Coordinate annotation entries:
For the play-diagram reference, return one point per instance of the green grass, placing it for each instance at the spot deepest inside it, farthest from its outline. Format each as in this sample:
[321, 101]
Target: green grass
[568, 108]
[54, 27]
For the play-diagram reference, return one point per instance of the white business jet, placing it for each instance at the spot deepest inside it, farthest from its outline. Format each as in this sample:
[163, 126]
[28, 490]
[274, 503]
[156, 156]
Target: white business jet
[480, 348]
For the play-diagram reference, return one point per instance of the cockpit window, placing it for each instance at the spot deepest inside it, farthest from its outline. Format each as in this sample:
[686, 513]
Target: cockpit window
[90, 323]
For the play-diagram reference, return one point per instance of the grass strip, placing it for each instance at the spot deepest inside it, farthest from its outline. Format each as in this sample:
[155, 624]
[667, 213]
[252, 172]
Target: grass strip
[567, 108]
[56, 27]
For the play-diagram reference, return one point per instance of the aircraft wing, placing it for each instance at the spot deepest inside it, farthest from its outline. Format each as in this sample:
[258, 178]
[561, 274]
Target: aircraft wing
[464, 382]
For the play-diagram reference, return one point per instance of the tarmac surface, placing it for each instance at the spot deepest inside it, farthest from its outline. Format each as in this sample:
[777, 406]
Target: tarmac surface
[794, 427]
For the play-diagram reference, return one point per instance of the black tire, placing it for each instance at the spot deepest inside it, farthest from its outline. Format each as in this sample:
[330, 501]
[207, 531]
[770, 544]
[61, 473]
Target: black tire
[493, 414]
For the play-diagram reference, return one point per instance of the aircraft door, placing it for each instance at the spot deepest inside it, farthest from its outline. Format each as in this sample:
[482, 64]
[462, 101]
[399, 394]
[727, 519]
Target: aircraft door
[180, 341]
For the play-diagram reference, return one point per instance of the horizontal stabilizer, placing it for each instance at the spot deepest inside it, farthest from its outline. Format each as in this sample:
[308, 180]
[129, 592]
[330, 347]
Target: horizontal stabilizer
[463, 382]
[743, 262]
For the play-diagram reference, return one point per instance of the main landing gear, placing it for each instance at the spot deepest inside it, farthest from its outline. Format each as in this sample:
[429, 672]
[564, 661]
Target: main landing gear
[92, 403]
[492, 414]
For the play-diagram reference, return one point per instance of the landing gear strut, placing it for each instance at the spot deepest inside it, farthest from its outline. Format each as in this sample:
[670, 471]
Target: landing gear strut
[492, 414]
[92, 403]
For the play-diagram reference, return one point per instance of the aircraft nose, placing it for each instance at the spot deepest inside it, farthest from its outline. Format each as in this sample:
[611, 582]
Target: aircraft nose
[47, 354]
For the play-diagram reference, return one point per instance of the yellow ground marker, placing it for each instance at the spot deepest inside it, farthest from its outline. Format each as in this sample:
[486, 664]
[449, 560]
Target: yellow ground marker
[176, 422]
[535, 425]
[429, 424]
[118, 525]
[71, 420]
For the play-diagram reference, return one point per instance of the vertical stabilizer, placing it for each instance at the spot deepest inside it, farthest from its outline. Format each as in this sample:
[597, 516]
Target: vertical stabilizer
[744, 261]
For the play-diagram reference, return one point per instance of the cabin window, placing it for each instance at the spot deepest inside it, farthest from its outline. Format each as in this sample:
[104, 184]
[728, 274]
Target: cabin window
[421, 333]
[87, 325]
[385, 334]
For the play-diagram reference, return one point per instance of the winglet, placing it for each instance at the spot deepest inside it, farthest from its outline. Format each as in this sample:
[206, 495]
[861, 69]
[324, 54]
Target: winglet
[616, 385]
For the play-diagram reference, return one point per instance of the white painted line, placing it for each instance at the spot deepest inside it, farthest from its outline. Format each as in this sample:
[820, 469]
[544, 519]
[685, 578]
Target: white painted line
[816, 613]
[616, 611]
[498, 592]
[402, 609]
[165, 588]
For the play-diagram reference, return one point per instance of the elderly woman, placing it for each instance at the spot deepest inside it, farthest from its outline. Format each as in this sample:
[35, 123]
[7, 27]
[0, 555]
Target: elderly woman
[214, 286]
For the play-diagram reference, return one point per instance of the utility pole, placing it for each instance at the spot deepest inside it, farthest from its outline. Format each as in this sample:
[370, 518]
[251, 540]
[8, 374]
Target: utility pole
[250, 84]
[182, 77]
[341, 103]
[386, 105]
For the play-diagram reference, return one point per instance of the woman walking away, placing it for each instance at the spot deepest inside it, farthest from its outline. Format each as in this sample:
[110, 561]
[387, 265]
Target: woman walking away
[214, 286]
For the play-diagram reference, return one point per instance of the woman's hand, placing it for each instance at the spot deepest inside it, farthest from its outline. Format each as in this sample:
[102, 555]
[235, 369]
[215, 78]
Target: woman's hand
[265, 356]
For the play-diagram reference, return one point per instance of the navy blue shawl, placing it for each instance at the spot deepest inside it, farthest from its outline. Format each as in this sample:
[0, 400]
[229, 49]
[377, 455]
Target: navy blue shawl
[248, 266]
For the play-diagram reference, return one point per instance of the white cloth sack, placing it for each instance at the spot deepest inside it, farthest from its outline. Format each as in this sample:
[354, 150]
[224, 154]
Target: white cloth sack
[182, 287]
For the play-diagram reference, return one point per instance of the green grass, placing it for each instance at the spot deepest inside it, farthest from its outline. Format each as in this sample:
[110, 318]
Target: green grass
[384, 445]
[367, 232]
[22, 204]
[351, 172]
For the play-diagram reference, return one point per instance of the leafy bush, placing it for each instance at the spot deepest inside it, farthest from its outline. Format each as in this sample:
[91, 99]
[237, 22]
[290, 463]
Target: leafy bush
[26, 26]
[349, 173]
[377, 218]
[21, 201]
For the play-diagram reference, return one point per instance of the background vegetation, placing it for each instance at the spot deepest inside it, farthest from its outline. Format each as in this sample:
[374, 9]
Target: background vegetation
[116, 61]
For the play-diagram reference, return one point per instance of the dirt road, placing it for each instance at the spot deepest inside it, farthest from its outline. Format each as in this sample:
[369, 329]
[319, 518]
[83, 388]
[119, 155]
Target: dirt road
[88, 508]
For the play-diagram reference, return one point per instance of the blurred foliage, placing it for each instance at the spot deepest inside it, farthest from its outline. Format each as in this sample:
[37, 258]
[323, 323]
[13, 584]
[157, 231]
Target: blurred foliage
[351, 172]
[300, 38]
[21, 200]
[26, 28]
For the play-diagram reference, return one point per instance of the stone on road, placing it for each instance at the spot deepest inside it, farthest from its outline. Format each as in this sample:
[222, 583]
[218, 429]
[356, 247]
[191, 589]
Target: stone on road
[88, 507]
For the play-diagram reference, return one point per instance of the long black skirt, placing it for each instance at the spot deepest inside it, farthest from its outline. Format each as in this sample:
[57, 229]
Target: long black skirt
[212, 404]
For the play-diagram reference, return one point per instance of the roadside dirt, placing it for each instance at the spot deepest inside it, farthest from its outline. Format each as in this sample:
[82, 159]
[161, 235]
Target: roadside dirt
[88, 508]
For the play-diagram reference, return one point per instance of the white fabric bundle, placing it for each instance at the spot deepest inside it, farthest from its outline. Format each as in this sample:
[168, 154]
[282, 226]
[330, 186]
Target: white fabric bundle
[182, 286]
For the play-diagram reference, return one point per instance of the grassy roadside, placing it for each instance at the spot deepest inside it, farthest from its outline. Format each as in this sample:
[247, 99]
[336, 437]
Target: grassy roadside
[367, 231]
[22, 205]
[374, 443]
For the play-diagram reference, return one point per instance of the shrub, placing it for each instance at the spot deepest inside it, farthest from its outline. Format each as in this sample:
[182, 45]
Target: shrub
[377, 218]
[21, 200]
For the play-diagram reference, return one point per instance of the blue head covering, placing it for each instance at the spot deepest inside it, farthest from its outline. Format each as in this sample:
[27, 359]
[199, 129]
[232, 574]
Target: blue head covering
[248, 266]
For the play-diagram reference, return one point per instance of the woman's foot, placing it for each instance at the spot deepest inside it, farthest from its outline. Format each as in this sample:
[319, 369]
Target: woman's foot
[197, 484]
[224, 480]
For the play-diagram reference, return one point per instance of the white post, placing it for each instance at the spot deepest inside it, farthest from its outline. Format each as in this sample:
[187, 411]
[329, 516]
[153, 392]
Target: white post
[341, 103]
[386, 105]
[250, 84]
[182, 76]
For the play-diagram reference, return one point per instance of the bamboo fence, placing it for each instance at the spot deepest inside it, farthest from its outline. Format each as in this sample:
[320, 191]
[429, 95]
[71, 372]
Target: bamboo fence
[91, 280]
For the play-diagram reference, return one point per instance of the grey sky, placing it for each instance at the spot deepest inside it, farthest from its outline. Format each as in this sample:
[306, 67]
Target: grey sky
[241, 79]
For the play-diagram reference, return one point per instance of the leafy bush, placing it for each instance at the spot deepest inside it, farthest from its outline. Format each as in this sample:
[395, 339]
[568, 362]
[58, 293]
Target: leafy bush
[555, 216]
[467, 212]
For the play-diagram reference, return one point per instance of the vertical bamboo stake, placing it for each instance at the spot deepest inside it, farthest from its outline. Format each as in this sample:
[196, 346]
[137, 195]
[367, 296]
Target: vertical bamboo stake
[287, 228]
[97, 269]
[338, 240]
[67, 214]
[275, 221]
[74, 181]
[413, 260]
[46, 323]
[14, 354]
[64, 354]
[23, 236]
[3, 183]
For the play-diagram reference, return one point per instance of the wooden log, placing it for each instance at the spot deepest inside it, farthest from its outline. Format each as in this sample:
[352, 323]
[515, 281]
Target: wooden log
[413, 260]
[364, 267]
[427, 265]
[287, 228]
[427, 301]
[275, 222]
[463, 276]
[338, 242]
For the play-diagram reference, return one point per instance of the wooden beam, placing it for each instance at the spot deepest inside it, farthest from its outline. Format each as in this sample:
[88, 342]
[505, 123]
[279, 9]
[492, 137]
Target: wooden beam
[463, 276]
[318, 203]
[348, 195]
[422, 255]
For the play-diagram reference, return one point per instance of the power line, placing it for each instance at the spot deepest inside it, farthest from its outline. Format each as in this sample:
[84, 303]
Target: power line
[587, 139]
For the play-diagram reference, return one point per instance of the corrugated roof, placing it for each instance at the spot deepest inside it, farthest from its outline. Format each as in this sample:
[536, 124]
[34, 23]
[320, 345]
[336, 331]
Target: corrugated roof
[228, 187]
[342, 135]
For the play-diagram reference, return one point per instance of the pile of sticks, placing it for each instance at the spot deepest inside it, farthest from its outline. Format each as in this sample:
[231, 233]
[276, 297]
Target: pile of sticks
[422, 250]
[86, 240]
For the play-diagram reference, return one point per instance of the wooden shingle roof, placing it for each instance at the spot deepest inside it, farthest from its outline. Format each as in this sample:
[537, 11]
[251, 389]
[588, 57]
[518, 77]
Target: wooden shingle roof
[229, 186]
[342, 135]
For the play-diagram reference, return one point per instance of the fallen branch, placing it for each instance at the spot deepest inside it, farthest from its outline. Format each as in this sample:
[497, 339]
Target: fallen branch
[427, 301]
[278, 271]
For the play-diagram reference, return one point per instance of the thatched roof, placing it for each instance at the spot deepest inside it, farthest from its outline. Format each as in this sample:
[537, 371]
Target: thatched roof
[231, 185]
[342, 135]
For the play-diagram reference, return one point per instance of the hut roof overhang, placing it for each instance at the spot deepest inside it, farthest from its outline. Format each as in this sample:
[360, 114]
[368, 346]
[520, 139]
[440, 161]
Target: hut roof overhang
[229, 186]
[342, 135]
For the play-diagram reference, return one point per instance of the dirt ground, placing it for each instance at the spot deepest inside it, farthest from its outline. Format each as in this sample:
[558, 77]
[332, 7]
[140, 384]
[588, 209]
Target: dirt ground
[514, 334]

What you are asked to do - Repeat, without changes, every line from the one that contains "the wooden shingle" through the final line of the data.

Answer to the task -
For the play-diagram reference, return one point per instance of the wooden shingle roof, placing it for each instance at the spot deepest inside it, farthest from its outline. Format each as in this sample:
[537, 11]
[251, 389]
[588, 57]
[518, 77]
Target: wooden shingle roof
[229, 186]
[342, 135]
For the play-diagram reference, return one point per instance of the fallen branch, placing it for each instance at the spot deepest inside it, farthest from its outline. Format each as in this sample:
[497, 339]
Target: fallen branch
[427, 301]
[278, 271]
For the play-diagram reference, return one point per instance of the thatched roof, placing it for each instance at the spot deepest inside it, farthest from its outline. Format each as in this sample:
[537, 371]
Target: thatched roof
[231, 185]
[342, 135]
For the play-diagram reference, return one point per instance of the hut roof overhang, placing it for each instance at the spot deepest inside it, farthest from its outline. Format each as in this sample:
[360, 114]
[368, 346]
[520, 139]
[440, 161]
Target: hut roof overhang
[229, 186]
[342, 135]
For the play-diagram reference, return one point per instance of the dirt ground, placing it for each instance at the spot deepest inside it, farthest from its outline. Format each as in this sample:
[558, 77]
[332, 7]
[140, 384]
[588, 209]
Target: dirt ground
[514, 334]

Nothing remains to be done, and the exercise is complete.